(Saved entries)

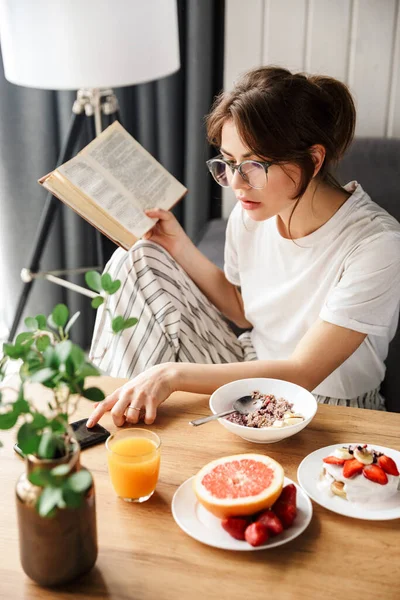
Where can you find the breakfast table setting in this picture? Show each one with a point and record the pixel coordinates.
(171, 547)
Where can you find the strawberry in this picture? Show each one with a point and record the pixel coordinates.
(375, 473)
(271, 522)
(256, 534)
(333, 460)
(388, 465)
(235, 526)
(286, 513)
(352, 467)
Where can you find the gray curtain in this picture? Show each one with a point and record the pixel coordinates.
(167, 118)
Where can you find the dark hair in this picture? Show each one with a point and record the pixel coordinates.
(280, 116)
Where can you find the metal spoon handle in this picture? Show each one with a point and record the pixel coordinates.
(211, 418)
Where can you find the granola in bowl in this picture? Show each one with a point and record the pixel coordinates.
(274, 412)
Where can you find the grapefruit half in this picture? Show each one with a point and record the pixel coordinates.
(242, 484)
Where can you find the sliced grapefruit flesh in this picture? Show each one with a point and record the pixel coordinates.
(237, 485)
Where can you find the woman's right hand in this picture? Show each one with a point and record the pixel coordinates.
(167, 232)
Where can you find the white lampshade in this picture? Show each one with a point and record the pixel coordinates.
(72, 44)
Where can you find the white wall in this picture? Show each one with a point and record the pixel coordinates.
(356, 41)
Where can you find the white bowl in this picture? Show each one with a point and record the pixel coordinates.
(303, 402)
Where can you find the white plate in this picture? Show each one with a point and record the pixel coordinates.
(308, 476)
(201, 525)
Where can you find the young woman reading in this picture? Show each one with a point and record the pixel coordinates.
(312, 269)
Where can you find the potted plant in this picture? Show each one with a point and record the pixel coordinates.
(55, 496)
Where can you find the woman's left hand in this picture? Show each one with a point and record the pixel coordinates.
(145, 392)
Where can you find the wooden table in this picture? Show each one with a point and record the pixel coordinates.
(143, 554)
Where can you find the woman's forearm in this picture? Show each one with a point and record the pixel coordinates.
(205, 379)
(213, 283)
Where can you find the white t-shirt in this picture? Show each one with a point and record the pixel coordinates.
(347, 272)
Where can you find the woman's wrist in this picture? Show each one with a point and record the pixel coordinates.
(170, 376)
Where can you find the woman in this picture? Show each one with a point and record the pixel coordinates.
(312, 269)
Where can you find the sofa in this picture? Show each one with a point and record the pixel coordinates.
(375, 164)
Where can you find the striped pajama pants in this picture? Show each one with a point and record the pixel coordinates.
(176, 322)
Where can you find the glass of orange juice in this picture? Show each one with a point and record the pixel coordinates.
(134, 463)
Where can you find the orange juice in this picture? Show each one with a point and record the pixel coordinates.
(134, 463)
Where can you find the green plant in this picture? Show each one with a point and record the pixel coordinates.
(49, 357)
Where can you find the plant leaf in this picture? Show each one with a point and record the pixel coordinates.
(31, 323)
(48, 445)
(48, 500)
(72, 321)
(114, 287)
(94, 394)
(129, 322)
(28, 439)
(39, 421)
(13, 351)
(60, 470)
(71, 499)
(24, 338)
(40, 477)
(41, 321)
(21, 406)
(117, 324)
(106, 281)
(8, 419)
(43, 375)
(63, 350)
(60, 315)
(93, 280)
(98, 301)
(42, 342)
(79, 482)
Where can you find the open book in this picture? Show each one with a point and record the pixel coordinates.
(111, 182)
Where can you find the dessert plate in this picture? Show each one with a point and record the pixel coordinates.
(201, 525)
(308, 475)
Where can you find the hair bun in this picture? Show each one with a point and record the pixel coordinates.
(342, 107)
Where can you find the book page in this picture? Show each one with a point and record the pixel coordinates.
(123, 178)
(98, 186)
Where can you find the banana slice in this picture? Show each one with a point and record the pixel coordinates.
(364, 456)
(342, 453)
(337, 487)
(293, 420)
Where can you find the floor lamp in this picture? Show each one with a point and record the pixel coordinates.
(91, 46)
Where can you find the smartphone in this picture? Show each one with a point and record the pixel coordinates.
(86, 437)
(89, 437)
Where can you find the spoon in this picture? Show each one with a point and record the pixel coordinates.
(243, 405)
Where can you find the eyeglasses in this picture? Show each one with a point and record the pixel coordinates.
(253, 172)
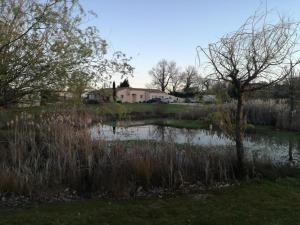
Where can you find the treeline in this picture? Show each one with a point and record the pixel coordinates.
(43, 45)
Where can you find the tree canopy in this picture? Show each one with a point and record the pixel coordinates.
(43, 45)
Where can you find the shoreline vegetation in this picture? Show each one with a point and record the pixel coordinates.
(265, 202)
(49, 159)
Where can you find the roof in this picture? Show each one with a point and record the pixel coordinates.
(142, 89)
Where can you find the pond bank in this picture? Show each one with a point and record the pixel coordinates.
(263, 203)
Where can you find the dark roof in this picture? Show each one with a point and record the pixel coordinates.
(142, 89)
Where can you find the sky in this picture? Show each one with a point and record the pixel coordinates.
(151, 30)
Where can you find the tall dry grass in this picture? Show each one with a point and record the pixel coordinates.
(56, 153)
(271, 112)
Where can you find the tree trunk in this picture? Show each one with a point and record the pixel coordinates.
(291, 103)
(239, 136)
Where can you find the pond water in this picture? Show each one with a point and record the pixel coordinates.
(277, 148)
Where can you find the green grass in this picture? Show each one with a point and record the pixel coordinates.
(266, 203)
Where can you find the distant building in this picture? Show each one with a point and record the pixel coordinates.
(127, 95)
(209, 98)
(132, 95)
(102, 95)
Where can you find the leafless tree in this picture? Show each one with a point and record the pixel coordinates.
(251, 58)
(176, 82)
(163, 73)
(292, 77)
(190, 78)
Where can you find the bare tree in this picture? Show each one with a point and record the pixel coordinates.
(190, 78)
(250, 59)
(176, 82)
(293, 76)
(162, 74)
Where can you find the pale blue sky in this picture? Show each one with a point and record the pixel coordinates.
(155, 29)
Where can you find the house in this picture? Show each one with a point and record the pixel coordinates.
(127, 94)
(132, 95)
(97, 96)
(209, 98)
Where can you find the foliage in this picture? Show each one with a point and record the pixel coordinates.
(124, 83)
(163, 73)
(44, 46)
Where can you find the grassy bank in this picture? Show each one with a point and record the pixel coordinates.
(266, 203)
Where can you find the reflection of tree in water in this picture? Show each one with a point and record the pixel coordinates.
(291, 148)
(189, 135)
(159, 132)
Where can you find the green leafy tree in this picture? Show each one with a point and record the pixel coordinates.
(43, 46)
(124, 83)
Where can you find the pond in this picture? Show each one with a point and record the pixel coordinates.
(274, 146)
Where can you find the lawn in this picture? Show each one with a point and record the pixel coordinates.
(265, 203)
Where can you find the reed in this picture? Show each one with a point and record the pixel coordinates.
(56, 152)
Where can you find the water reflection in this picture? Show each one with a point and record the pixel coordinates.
(263, 146)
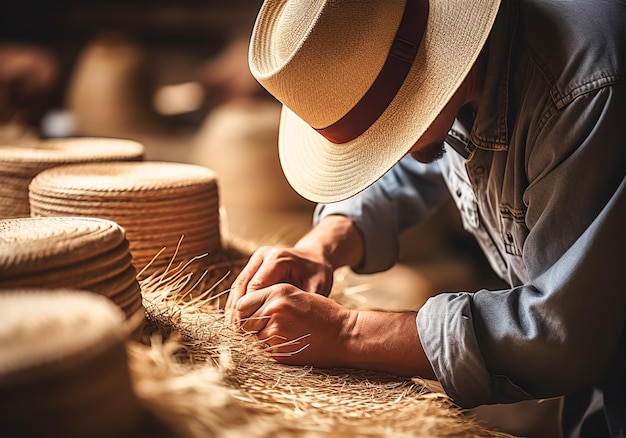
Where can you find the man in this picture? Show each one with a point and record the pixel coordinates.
(515, 109)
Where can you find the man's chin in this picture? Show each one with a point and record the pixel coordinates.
(429, 153)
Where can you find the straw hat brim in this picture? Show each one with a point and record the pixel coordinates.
(325, 172)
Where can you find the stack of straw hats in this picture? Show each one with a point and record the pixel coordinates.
(64, 368)
(68, 252)
(21, 160)
(157, 204)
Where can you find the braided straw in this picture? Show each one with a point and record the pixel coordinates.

## WORK REQUEST:
With the pictures removed, copy the data above word for word.

## PROBLEM SOLUTION:
Where can you find the breakfast table setting in this picture? Show each one with a point and record the pixel coordinates.
(171, 547)
Where can you find the strawberry in this picture? Show each one with a point and record the pixel coordinates.
(375, 473)
(271, 522)
(256, 534)
(333, 460)
(388, 465)
(235, 526)
(286, 513)
(352, 467)
Where can you find the gray curtain in this picture? Show each one with a point and record the pixel coordinates.
(167, 118)
Where can you find the dark hair in this picture? Show each one with a point and record the pixel coordinates.
(280, 116)
Where can you find the metal spoon handle in this picture? Show each one with a point and record the pixel coordinates.
(211, 418)
Where can you find the granola in bowl in this picture? Show each one with a point and record the pixel coordinates.
(274, 412)
Where can you find the grapefruit half in this picture? Show each one with a point and record the pixel coordinates.
(242, 484)
Where can you find the sliced grapefruit flesh in this picture? Show each one with a point and record the pixel coordinates.
(237, 485)
Where can you find the woman's right hand in this picture? Show each one with a point and record the pixel coordinates.
(167, 232)
Where can you find the white lampshade in this picture? Show each one with a point and record the pixel coordinates.
(72, 44)
Where can you find the white wall in this picture? Show each one with a point and record the pixel coordinates.
(356, 41)
Where can you find the white bowl in this picture? Show each one with a point and record the pixel coordinates.
(303, 402)
Where can you find the white plate in this picture? Show each one with a point and record the pixel coordinates.
(308, 476)
(201, 525)
Where can you find the young woman reading in this picture? Show each one with a point and record the pixel coordinates.
(312, 269)
Where can you find the potted plant in this picture? Show each one with a point and record the pixel coordinates.
(55, 496)
Where can you find the woman's left hand in this picture? Show each one with a point and record the pixel coordinates.
(145, 392)
Where can you find the wooden table in this picture? Show each one with a point and record the pixel coordinates.
(143, 554)
Where can you find the woman's forearm in this picture? Show each one with a point and record the pixel coordinates.
(205, 379)
(213, 283)
Where can you find the white t-shirt in this picture? Show each one with a point and record the pixel coordinates.
(347, 272)
Where can you find the woman's wrist in this picture? Show each one with a point and record the pixel coordinates.
(170, 376)
Where can you find the woman in this picture? Show each one with a point and record the pixel coordinates.
(312, 269)
Where can you find the sofa in this picture? Show each one with a point and record the pixel coordinates.
(375, 164)
Where can you find the striped pajama pants in this picture? Show each one with a point and record the pixel coordinates.
(176, 322)
Where can you find the glass of orange juice in this picture? Show each one with a point and record the pixel coordinates.
(134, 463)
Where can you find the orange juice in this picture? Show each one with a point and record the pixel coordinates.
(134, 463)
Where can you find the green plant in this picture? Show each one with a point and record the pixel coordinates.
(49, 357)
Where can you find the plant leaf in this picture? Show each one with a point and record the pixel coordinates.
(31, 323)
(48, 445)
(48, 500)
(72, 321)
(114, 287)
(94, 394)
(129, 322)
(28, 439)
(39, 421)
(13, 351)
(60, 470)
(71, 499)
(24, 338)
(40, 477)
(41, 321)
(21, 406)
(117, 324)
(106, 281)
(8, 419)
(43, 375)
(63, 350)
(60, 315)
(93, 280)
(98, 301)
(42, 342)
(79, 482)
Where can you find the open book in this picture? Show each one with a point and record the pixel coordinates.
(111, 182)
Where can you find the dessert plate in this picture? Show each one with a point and record the pixel coordinates.
(201, 525)
(308, 475)
Where can you find the hair bun in this picture? Show each one with a point and record the pixel coordinates.
(342, 107)
Where can you find the book page in this picture? Show each one with a point and record the pixel coordinates.
(123, 178)
(98, 186)
Where can you find the banana slice in this picture? Show each one with a point and record the pixel coordinates.
(364, 456)
(342, 453)
(337, 487)
(293, 420)
Where can you find the floor lamp in this picture? Show each one with a point and record the pixel coordinates.
(91, 46)
Where can you find the smartphone in this picture? Show each one with a point and record the pixel coordinates.
(86, 437)
(89, 437)
Where can you find the spoon in this picture? Show each one with a point and record the pixel coordinates.
(243, 405)
Where can you find the eyeglasses in this picture? Show each one with a point and record the pixel coordinates.
(253, 172)
Where can you find the treeline in this picture? Show each one with a point and record the pixel coordinates.
(43, 45)
Where can you find the tree canopy in this picture? Show each one with a point and record the pixel coordinates.
(43, 45)
Where can you find the shoreline vegetation in this picture? Show each one with a point and record the pixel coordinates.
(265, 202)
(49, 159)
Where can you find the roof in this picture? Show each one with a point and record the pixel coordinates.
(142, 89)
Where can you find the pond bank in this picture? Show each one with a point and record the pixel coordinates.
(263, 203)
Where can you find the dark roof in this picture? Show each one with a point and record the pixel coordinates.
(142, 89)
Where can you find the sky in this picture? Show each one with a point and record the pixel coordinates.
(151, 30)
Where can you find the tall dry grass in this picture? Show each one with a point and record the pixel coordinates.
(56, 153)
(271, 112)
Where can you find the tree trunk in this picture? Show each one with a point and record the pixel coordinates.
(291, 103)
(239, 136)
Where can you find the pond water in this picture? Show each one with a point and record the pixel coordinates.
(277, 148)
Where can you find the green grass in this picture? Show each one with a point and record the pixel coordinates.
(266, 203)
Where can you find the distant building in this picture? Show each one with a point and record the pixel coordinates.
(127, 95)
(209, 98)
(132, 95)
(102, 95)
Where can you find the leafless tree in this picture? Show each one with a point and record the pixel coordinates.
(251, 58)
(176, 82)
(163, 73)
(292, 77)
(190, 78)
Where can you find the bare tree in this picture? Show each one with a point and record the pixel coordinates.
(190, 78)
(250, 59)
(176, 82)
(293, 76)
(162, 74)
Where can you find the pale blue sky in this picture? Show each one with a point and record the pixel coordinates.
(155, 29)
Where can you find the house in this picture? Show each one with a point and record the pixel coordinates.
(127, 94)
(132, 95)
(97, 96)
(209, 98)
Where can you find the foliage in this picture? Show each one with a point and record the pixel coordinates.
(124, 83)
(163, 73)
(44, 46)
Where can you find the grassy bank in this picture? Show each one with a point and record the pixel coordinates.
(266, 203)
Where can you find the reflection of tree in water in this picture? Show each one with a point and record the pixel coordinates.
(291, 148)
(189, 135)
(159, 132)
Where can you find the green leafy tree in this picture? Show each one with a point and record the pixel coordinates.
(43, 46)
(124, 83)
Where can you find the pond in this picture? Show each one with a point and record the pixel coordinates.
(274, 146)
Where can you find the lawn in this picture? Show each one with a point and record the pixel coordinates.
(265, 203)
Where can you find the reed in this picture? Show each one with a point and record the pixel coordinates.
(56, 152)
Where can you find the water reflection in this picture? Show each one with a point and record the pixel coordinates.
(263, 146)
Where can you find the man in this picture? Show each one with a point and record the pixel coordinates.
(515, 109)
Where can you find the man's chin in this picture? Show each one with a point and record the pixel coordinates.
(429, 153)
Where can you find the straw hat brim in this picture? Show each one with a point and record the pixel coordinates.
(325, 172)
Where can you find the stack of straw hats in this picture? Show each one with a point and record the pixel coordinates.
(64, 368)
(68, 252)
(21, 160)
(157, 204)
Where can you find the braided straw in this picture? Show each one with a point and record the pixel coordinates.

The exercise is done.